When you restate the data, keep every word as it is and drop the images.

Dataset entries:
+++
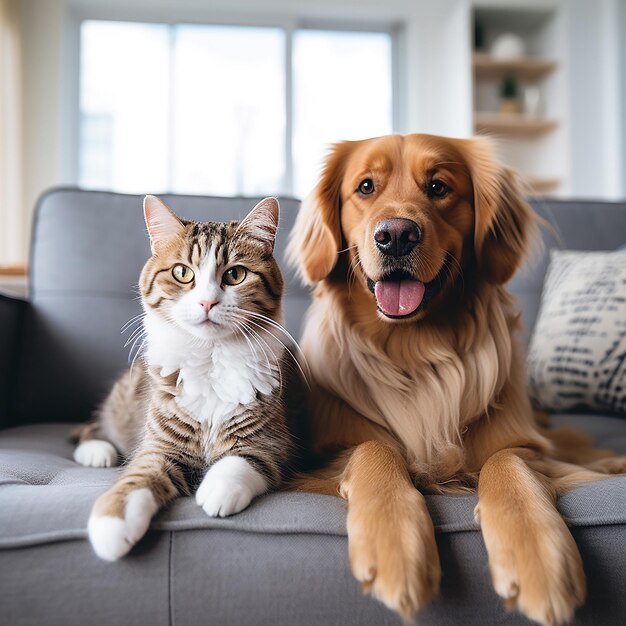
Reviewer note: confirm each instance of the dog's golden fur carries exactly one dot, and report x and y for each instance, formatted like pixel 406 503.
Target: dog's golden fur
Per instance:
pixel 435 402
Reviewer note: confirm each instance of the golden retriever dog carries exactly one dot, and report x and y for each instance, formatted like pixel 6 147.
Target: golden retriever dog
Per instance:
pixel 418 382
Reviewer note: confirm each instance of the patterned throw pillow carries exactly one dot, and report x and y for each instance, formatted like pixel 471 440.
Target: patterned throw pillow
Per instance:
pixel 577 354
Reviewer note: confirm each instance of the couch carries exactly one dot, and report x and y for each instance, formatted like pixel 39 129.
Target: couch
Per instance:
pixel 284 560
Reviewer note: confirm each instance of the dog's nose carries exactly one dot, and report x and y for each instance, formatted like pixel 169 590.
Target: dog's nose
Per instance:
pixel 397 237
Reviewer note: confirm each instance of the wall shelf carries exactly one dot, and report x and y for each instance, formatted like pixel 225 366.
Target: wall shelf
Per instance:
pixel 512 124
pixel 486 66
pixel 542 186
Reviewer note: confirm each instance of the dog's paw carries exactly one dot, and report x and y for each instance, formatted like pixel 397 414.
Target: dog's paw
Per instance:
pixel 95 453
pixel 539 573
pixel 229 486
pixel 112 537
pixel 393 553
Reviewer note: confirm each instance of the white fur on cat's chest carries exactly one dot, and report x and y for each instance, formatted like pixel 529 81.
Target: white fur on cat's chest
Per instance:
pixel 216 382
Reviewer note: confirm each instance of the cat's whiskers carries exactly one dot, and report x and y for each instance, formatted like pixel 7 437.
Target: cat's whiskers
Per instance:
pixel 139 350
pixel 138 331
pixel 293 356
pixel 260 342
pixel 287 334
pixel 132 321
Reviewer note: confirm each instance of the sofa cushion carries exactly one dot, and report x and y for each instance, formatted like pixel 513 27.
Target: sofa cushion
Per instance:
pixel 283 561
pixel 45 496
pixel 577 355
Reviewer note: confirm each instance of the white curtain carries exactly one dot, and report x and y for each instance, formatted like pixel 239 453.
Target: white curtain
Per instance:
pixel 12 235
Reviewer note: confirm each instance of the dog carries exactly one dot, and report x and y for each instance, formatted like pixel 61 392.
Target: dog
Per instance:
pixel 418 382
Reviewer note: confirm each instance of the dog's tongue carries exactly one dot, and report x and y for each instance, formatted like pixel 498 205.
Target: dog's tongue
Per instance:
pixel 398 297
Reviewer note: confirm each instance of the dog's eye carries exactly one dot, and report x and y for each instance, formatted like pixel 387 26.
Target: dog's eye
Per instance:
pixel 437 188
pixel 366 187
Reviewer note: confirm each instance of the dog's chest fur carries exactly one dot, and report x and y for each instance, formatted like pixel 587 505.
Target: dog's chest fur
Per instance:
pixel 421 386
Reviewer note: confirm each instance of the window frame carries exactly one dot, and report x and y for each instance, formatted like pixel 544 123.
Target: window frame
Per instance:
pixel 288 24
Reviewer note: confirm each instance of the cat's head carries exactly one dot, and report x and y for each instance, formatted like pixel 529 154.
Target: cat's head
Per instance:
pixel 210 279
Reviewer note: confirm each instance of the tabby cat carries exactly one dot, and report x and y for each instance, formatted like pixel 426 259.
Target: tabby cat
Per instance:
pixel 209 392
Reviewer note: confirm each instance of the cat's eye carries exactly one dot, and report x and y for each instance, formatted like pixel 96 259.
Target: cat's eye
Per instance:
pixel 234 275
pixel 182 273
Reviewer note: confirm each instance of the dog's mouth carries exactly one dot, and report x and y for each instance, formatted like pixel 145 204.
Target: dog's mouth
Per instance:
pixel 400 295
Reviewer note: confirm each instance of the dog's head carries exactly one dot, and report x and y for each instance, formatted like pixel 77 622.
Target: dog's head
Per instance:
pixel 413 217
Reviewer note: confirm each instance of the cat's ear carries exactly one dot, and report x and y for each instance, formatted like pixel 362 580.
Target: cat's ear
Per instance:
pixel 262 222
pixel 163 225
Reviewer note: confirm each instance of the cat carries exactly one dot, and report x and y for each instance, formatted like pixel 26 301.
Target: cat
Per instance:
pixel 211 390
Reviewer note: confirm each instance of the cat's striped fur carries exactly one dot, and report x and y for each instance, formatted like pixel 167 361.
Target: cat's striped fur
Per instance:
pixel 211 390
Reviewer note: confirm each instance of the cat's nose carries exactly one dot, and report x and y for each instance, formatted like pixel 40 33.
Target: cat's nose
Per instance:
pixel 207 305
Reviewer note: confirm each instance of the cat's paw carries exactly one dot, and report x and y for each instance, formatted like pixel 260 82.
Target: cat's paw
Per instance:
pixel 229 486
pixel 112 537
pixel 95 453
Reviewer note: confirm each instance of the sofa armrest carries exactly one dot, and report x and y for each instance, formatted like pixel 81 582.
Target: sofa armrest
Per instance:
pixel 12 313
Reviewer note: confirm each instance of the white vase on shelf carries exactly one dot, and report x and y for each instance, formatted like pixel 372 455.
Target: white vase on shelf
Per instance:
pixel 508 46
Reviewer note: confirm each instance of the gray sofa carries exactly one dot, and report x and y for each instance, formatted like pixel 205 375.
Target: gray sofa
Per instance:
pixel 282 561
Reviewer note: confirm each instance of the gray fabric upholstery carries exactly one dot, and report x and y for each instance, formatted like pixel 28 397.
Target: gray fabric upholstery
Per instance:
pixel 12 313
pixel 568 225
pixel 282 561
pixel 87 252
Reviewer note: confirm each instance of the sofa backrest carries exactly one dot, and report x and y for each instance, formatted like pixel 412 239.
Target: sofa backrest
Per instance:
pixel 569 225
pixel 88 249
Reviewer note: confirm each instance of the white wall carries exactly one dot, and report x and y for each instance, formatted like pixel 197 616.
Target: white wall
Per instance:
pixel 434 80
pixel 596 105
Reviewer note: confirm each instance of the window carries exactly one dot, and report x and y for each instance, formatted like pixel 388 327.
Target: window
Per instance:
pixel 204 108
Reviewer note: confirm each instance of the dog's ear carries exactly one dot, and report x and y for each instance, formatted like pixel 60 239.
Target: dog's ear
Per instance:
pixel 503 223
pixel 315 239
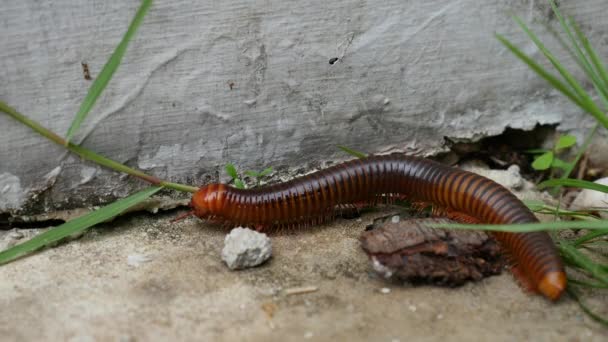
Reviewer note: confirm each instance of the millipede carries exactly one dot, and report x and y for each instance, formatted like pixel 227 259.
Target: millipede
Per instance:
pixel 312 199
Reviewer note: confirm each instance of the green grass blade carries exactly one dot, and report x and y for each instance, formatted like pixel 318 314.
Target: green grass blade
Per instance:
pixel 542 72
pixel 108 70
pixel 586 309
pixel 578 183
pixel 88 154
pixel 578 89
pixel 587 283
pixel 352 152
pixel 75 226
pixel 590 236
pixel 598 74
pixel 581 260
pixel 526 227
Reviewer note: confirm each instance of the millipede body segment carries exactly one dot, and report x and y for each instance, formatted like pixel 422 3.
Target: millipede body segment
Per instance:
pixel 312 199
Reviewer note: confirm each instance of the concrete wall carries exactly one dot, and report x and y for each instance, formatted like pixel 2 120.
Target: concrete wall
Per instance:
pixel 249 82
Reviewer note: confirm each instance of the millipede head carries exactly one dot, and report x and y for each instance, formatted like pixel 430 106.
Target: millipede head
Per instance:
+++
Task answer —
Reviewer note: confirm each instance of the dog's golden fur carries exactly one dot, and report x and y for each instance, formatted like pixel 406 503.
Target: dog's golden fur
Per instance:
pixel 435 402
Reviewer note: confirm each instance of the golden retriever dog carries exactly one dot, and report x and y for each instance, formatted like pixel 6 147.
Target: golden retriever dog
Per instance:
pixel 418 382
Reviewer note: confirm each instance of the patterned throw pillow carries exactly one dot, and report x and y for each instance, formatted like pixel 471 440.
Target: patterned throw pillow
Per instance:
pixel 577 354
Reviewer note: confirm each instance of the couch carries exactly one dot, and report x and y for each instance, formatted like pixel 39 129.
Target: couch
Per instance:
pixel 284 560
Reviewer note: confirm each instance of the dog's nose carries exactly one dot, and report x and y for each instance, formatted like pixel 169 590.
Target: dog's nose
Per instance:
pixel 397 237
Reviewer note: confirm each instance of the wall shelf carries exactly one dot, and report x and y for each instance, formatted like pixel 225 366.
Target: wall shelf
Per instance:
pixel 512 124
pixel 486 66
pixel 542 186
Reviewer note: confirm each instance of the dog's paw carries exactly one dot, and report x and y for each instance, formatted like pixel 397 414.
Target: dog's paw
Per instance:
pixel 95 453
pixel 539 573
pixel 229 486
pixel 112 537
pixel 393 553
Reviewer note: confirm each instance of the white fur on cat's chest carries exactly one dot, and report x and y for each instance, formatted like pixel 529 81.
Target: white fur on cat's chest
Per instance:
pixel 216 382
Reviewer note: confirm each instance of the cat's whiskers carries exactly one dot, and report x and y for each instance, formatted like pixel 7 437.
Target: cat's whiskers
Per instance:
pixel 139 350
pixel 138 331
pixel 293 356
pixel 260 342
pixel 287 334
pixel 132 321
Reviewer note: confirm each instance of the sofa cushion carries exactly one dot, and report x and y for each instance, formatted like pixel 513 27.
Target: sofa cushion
Per instance:
pixel 283 561
pixel 45 496
pixel 577 355
Reviewer note: confirm each instance of the white curtain carries exactly one dot, and report x and y for each instance, formatted like pixel 239 453.
Target: white curtain
Per instance:
pixel 12 235
Reviewer note: confirm each instance of the dog carries exactly one dot, and report x and y for each instance, formatted like pixel 61 392.
Target: dog
Per instance:
pixel 418 382
Reviewer note: confirm each instance of the dog's tongue carries exactly one dot, and report x and y for each instance, formatted like pixel 498 205.
Target: dog's tongue
Per instance:
pixel 398 297
Reviewer note: confirm each instance of the dog's eye carries exactly one dot, and report x and y for each instance, formatted like pixel 387 26.
Target: dog's eye
Per instance:
pixel 437 188
pixel 366 187
Reviewer note: confirm each instance of the dog's chest fur carries exactly one dot, and report x and y for each instance, formatted like pixel 587 505.
Target: dog's chest fur
Per instance:
pixel 421 386
Reviewer note: confirm each instance of the window frame carries exactly one dot, and report x and y for each instance, formatted like pixel 544 123.
Target: window frame
Per instance:
pixel 288 24
Reviewer note: confirm each instance of the cat's head carries exactly one dot, and report x and y for each instance, formatted like pixel 529 154.
Target: cat's head
Per instance:
pixel 210 279
Reviewer note: confirm each instance of the tabby cat carries exactly one dot, and report x and y for each instance, formatted like pixel 426 259.
Target: tabby cat
Per instance:
pixel 209 392
Reviewer note: confirm each instance of the cat's eye carries exactly one dot, and report x and y for each instance, formatted like pixel 96 259.
Target: cat's eye
Per instance:
pixel 234 275
pixel 182 273
Reviewer note: confirm each instance of the dog's mouth carries exactly one dot, and report x and y for each instance, formatted like pixel 145 204.
Target: dog's mouth
Per instance:
pixel 400 295
Reviewer note: confirm each instance of the dog's head carries exactly one dot, and report x and y for each instance, formatted like pixel 77 622.
Target: dog's head
Per instance:
pixel 413 217
Reviewer note: confirm each instance of the cat's ear carries exactly one dot, and report x and y for each instance, formatted like pixel 362 580.
Target: cat's ear
Per instance:
pixel 262 222
pixel 163 225
Reviewer note: confirm each instance of the cat carries exactly one dot, and report x and y for each instance, formatted like pixel 26 301.
Target: cat
Per instance:
pixel 211 390
Reviewer note: confirm each instance of the cat's striped fur carries exactly one dot, and report x and y for each instance, formatted like pixel 167 361.
Target: cat's striped fur
Per instance:
pixel 211 390
Reviewer note: confirm each instance of the cat's nose carries exactly one dot, and report x and y for each instance, formatted like pixel 40 33.
Target: cat's nose
Per instance:
pixel 207 305
Reviewer note: confirm each instance of the cat's paw carries exactly one dot, and report x and y for each instance, formatted like pixel 260 82.
Target: cat's paw
Per instance:
pixel 229 486
pixel 112 537
pixel 95 453
Reviewer note: confirm each instance of the sofa armrest carries exactly one dot, and report x and y for each instance, formatted like pixel 81 582.
Target: sofa armrest
Per instance:
pixel 12 313
Reviewer note: confirm each instance of the white vase on shelf carries exactly one dot, and report x and y for each instance, formatted like pixel 372 455.
Target: white vase on shelf
Per instance:
pixel 508 46
Reviewer note: confirm each instance of the gray sofa carries exactly one dot, and report x and y for each instance, formatted like pixel 205 375.
Target: gray sofa
Per instance:
pixel 282 561
Reviewer note: confirm each instance of the gray fabric upholstery carries exactly one dot, and report x and y for each instance, formatted like pixel 28 397.
Target: gray fabric upholstery
Per instance:
pixel 12 313
pixel 568 225
pixel 282 561
pixel 87 252
Reviewer note: confirm each instance of the sofa backrest carries exactly one dot, and report x and y for each instance, formatted like pixel 412 239.
Target: sofa backrest
Per instance:
pixel 569 225
pixel 88 249
Reviewer note: confirm each instance of the white wall carries exactly one dot, and report x and y for each instance, formatted like pixel 197 616.
Target: white wall
Per instance:
pixel 434 80
pixel 596 105
Reviewer note: confirm each instance of the window carries exactly one dot, and report x and y for each instance, formatted like pixel 388 327.
Target: window
Per instance:
pixel 204 108
Reviewer note: confirm each instance of the dog's ear carries exactly one dot, and report x and y for each instance, formatted like pixel 60 239.
Target: dog's ear
Per instance:
pixel 503 223
pixel 315 239
Reviewer note: confirm each instance of the millipede carries exactly one dot, and report x and y for each instance, formatted like pixel 227 259.
Target: millipede
Per instance:
pixel 312 199
Reviewer note: confirm each instance of the green grass blade carries exactly one dot, and report x and y for each instance, formatted like pixel 318 314.
Target: green grass blade
Per instance:
pixel 542 72
pixel 108 70
pixel 586 309
pixel 578 183
pixel 88 154
pixel 578 89
pixel 587 283
pixel 352 152
pixel 75 226
pixel 590 236
pixel 598 74
pixel 581 260
pixel 526 227
Reviewer note: confirm each instance of the millipede body segment carries exactly one dot, and report x and y for each instance, formatted like pixel 422 3.
Target: millipede body segment
Per instance:
pixel 312 199
Reviewer note: confirm each instance of the concrete wall carries exactly one dot, and report x and y for each instance, formatted like pixel 2 120.
Target: concrete wall
Per instance:
pixel 249 82
Reviewer note: confirm each instance of the millipede head carries exactly one dot, and report x and y for each instance, formatted like pixel 430 106.
Target: millipede head
Per instance:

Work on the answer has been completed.